Written task |
Count the lines that follow which contain the string "below", matching case exactly. Give only the number.

Data extract |

— begin —

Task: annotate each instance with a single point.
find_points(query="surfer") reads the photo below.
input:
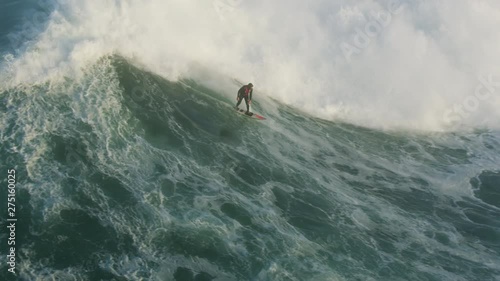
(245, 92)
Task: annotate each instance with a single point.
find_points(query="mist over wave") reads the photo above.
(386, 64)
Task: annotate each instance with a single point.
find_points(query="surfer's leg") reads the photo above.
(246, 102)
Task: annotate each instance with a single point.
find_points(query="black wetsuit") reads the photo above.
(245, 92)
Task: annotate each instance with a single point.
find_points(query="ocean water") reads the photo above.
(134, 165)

— end —
— begin —

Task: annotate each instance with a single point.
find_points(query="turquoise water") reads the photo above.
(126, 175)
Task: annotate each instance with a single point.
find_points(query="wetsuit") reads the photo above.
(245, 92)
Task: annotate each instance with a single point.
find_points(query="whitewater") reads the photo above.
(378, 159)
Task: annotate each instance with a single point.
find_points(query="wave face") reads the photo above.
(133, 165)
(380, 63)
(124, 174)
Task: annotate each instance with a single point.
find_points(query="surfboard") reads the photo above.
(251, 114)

— end —
— begin —

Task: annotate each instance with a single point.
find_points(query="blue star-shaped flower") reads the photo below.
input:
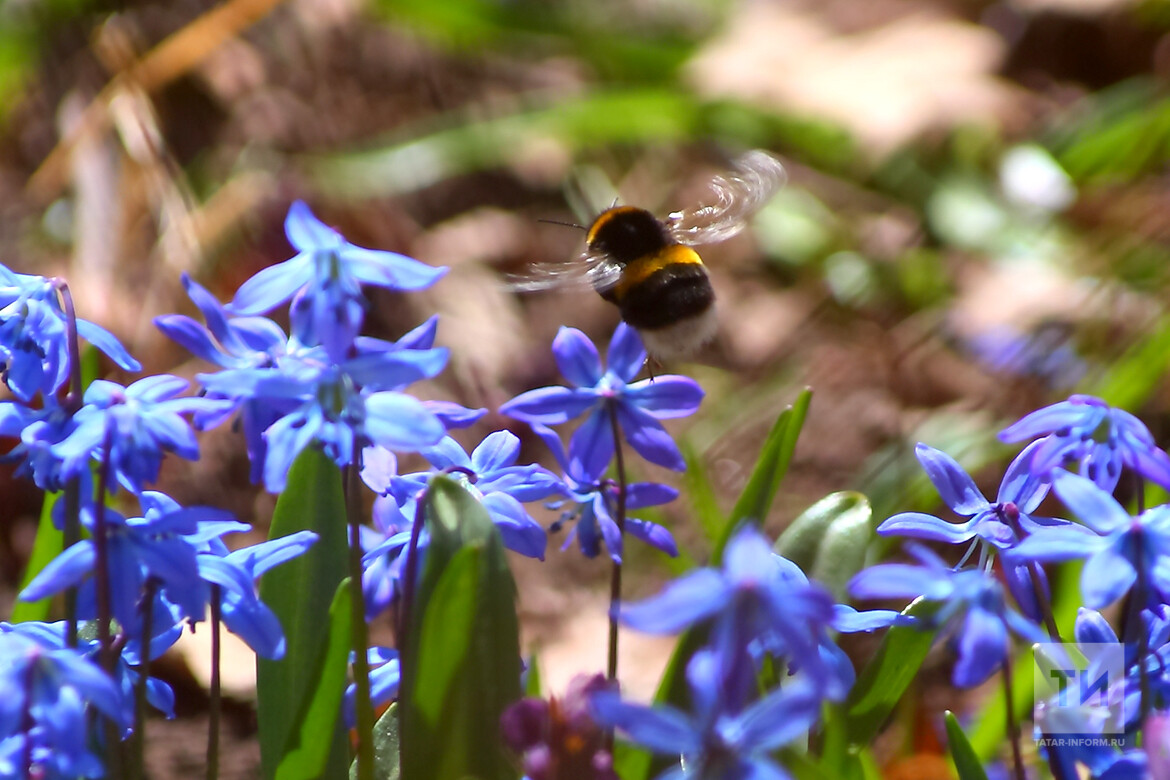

— end —

Task response |
2